◆ Task details
Repeat the records exactly, with one exception: no images.

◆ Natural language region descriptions

○ ○ ○ ○ ○ ○ ○

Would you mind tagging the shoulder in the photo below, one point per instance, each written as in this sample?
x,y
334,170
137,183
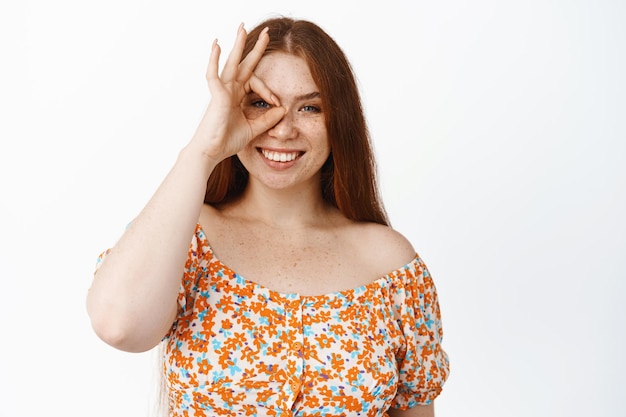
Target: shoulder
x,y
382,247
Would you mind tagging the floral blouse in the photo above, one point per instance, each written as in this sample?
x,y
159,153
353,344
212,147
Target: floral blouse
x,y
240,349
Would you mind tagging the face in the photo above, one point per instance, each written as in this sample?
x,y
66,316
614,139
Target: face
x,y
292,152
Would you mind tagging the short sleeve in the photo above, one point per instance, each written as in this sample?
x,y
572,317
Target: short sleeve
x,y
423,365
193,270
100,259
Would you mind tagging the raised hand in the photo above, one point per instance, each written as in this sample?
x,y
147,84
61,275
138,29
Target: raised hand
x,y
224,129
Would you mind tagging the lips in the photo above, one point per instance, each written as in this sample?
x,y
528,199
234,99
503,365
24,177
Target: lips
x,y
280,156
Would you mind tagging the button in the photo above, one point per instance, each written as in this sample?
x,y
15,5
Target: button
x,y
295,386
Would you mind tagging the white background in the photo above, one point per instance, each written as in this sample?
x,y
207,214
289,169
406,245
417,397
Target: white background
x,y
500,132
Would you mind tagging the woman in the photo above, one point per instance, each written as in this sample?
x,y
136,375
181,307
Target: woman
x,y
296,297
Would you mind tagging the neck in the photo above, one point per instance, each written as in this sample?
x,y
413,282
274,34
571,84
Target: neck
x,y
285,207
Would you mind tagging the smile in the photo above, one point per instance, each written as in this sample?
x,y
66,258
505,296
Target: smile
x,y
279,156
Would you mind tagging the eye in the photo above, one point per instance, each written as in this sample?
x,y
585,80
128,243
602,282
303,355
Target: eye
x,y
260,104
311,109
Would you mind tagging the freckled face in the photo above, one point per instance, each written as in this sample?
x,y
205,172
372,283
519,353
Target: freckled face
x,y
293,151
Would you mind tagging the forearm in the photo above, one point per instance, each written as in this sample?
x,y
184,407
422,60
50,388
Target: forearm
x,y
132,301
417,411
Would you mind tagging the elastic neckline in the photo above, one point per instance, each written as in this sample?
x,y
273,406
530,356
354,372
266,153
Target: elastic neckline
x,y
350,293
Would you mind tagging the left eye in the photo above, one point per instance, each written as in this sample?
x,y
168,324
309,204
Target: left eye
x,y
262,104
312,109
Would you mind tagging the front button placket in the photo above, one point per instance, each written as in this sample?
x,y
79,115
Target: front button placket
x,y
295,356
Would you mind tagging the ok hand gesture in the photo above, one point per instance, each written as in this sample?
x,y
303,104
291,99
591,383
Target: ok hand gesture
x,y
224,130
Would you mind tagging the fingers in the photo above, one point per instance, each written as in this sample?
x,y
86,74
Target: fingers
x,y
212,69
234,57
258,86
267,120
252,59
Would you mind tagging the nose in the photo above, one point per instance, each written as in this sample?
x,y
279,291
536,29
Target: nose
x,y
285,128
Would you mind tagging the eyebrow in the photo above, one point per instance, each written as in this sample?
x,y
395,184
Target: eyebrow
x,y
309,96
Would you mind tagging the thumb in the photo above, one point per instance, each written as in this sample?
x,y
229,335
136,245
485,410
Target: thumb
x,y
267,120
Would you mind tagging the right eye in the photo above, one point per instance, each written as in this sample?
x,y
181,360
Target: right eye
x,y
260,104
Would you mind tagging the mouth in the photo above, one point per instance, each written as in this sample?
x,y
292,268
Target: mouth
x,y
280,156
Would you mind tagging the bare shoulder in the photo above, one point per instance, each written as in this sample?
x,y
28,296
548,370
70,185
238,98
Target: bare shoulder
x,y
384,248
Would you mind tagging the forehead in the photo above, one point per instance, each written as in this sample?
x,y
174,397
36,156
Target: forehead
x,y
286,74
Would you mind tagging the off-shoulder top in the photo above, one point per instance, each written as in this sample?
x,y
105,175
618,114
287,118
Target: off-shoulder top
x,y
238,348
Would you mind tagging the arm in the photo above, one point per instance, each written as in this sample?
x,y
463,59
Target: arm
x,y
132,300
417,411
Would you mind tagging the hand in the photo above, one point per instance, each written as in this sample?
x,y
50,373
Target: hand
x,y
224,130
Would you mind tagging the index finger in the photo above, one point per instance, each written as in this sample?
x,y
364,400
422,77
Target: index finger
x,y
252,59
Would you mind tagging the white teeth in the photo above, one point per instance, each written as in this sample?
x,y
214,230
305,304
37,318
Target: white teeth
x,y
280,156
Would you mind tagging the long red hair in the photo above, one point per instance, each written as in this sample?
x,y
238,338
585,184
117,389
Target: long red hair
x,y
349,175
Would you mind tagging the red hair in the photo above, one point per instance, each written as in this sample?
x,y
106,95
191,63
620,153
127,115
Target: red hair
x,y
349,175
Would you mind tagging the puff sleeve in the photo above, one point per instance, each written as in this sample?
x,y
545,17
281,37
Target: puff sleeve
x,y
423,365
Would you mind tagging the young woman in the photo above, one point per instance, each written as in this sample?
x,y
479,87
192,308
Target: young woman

○ ○ ○ ○ ○ ○ ○

◆ Solution for this problem
Would you mind tagging the shoulder in the photo below, one point per instance, each written as in this sample?
x,y
334,170
137,183
Target: shoulder
x,y
382,247
Would you mind tagging the floral blouse in the photo above, one point per instance, each written as in this sample?
x,y
159,153
353,344
212,147
Target: floral blouse
x,y
240,349
Would you mind tagging the face in the photo above, one point per instance, each written as in this sample?
x,y
66,316
614,139
Target: face
x,y
292,152
Would you mind tagging the short sleeve in the photo above, one point per instance, each written as in this sample?
x,y
572,317
Target: short sleeve
x,y
423,365
193,270
100,259
Would you mind tagging the raised hand in the photo above, one point per instance, each written as in this sample?
x,y
147,84
61,275
138,29
Target: raised hand
x,y
224,129
Would you mind tagging the lips in the photo above, one point per instance, each written as in this sample?
x,y
528,199
234,99
503,365
24,177
Target: lips
x,y
280,156
Would you mind tagging the button in the photo above, one point per instance, each written as in this sample?
x,y
15,5
Target: button
x,y
295,386
Would you mind tagging the white background in the photo above, one point per instance, each written as in this sample?
x,y
207,214
289,169
406,245
417,397
Target: white background
x,y
500,132
Would you mind tagging the woman in the photo above, one point per instance, each written as in this sample?
x,y
136,375
181,307
Target: woman
x,y
296,297
Would you mind tagging the neck in the photo above, one point per instance, each written as in this sample?
x,y
413,282
274,34
571,84
Target: neck
x,y
285,207
Would you mind tagging the smile in the photo above, one point per instance, each written as in this sample?
x,y
66,258
505,296
Target: smile
x,y
279,156
Would you mind tagging the eye in the photo above, one point per instance, each written as in this sample?
x,y
585,80
128,243
602,282
303,355
Target: eye
x,y
260,104
311,109
Would you mind tagging the freckled face in the photo above, one point per instance, each written as in this sample?
x,y
205,172
372,283
519,353
Target: freckled face
x,y
293,151
Would you mind tagging the forearm in the photo above, one point per instance, each written as in this sample?
x,y
184,407
422,60
50,388
Target: forearm
x,y
132,301
417,411
Would you mind tagging the elastic neckline in the photo above, one point per instance, each written as in this sample?
x,y
273,406
530,356
354,372
266,153
Target: elastic neckline
x,y
350,293
Would you mind tagging the left eye in the photo above, one point per instance, each written as in this sample?
x,y
168,324
309,204
Target: left eye
x,y
262,104
312,109
Would you mind tagging the front button placket in the photo above, one point per instance, each written as in this sample?
x,y
79,115
Target: front button placket
x,y
295,356
Would you mind tagging the ok hand gesture in the photo above, one point per instance, each written as in this sample?
x,y
303,104
291,99
591,383
Target: ok hand gesture
x,y
224,130
Would you mind tagging the fingers in the photo above, one point per instance, each written as in this sample?
x,y
86,74
Target: fingers
x,y
212,69
234,57
258,86
267,120
252,59
Would you mind tagging the nose in the photo above, one point per instance, each written as in this sample?
x,y
279,291
536,29
Target: nose
x,y
285,128
Would you mind tagging the eyebrow in the photo above, one point per instance, each written as in this sample?
x,y
395,184
Target: eyebrow
x,y
309,96
Would you mind tagging the thumb in the photo above, one point per instance, each written as in this sample?
x,y
229,335
136,245
485,410
Target: thumb
x,y
267,120
Would you mind tagging the right eye in the photo above, one point per instance, each written as in this sample?
x,y
181,360
Target: right eye
x,y
260,104
Would you mind tagging the mouth in the photo above, one point per instance, each written as in this sample?
x,y
292,268
Target: mouth
x,y
280,156
Would you mind tagging the bare shoulder in the photo above, one point per instance, each written as in this sample?
x,y
28,296
548,370
70,185
238,98
Target: bare shoulder
x,y
384,248
Would you mind tagging the forehead in the photo above, one point per instance, each written as in this sample?
x,y
174,397
36,156
Target: forehead
x,y
286,74
Would you mind tagging the off-shoulder top in the photo above, one point per instance, each written as in this sample?
x,y
105,175
618,114
287,118
Target: off-shoulder top
x,y
238,348
Would you mind tagging the arm in the photo above, one point per instance, each written as in this sample?
x,y
463,59
Target: arm
x,y
132,300
417,411
Would you mind tagging the hand in the photo above, one point per instance, each written as in this sample?
x,y
50,373
Target: hand
x,y
224,130
Would you mind tagging the index finger in the photo above, one point per instance, each written as in this sample?
x,y
364,400
422,77
Target: index finger
x,y
252,59
Would you mind tagging the white teeth in the photo above, one point per instance, each written as in this sample?
x,y
214,230
305,304
37,318
Target: white teeth
x,y
280,156
Would you mind tagging the long red hair in the photo above, one point per instance, each written as in this sample?
x,y
238,338
585,184
117,389
Target: long red hair
x,y
349,175
Would you mind tagging the red hair in the photo above, one point per instance, each written as in this sample?
x,y
106,95
191,63
620,153
127,115
Target: red hair
x,y
349,175
Would you mind tagging the puff sleeve in the photo above, one point per instance, each written as in this sample?
x,y
545,17
281,37
Target: puff sleeve
x,y
423,365
Would you mind tagging the young woman in the photo above, one point per instance, each written as in this sample?
x,y
479,87
192,308
Target: young woman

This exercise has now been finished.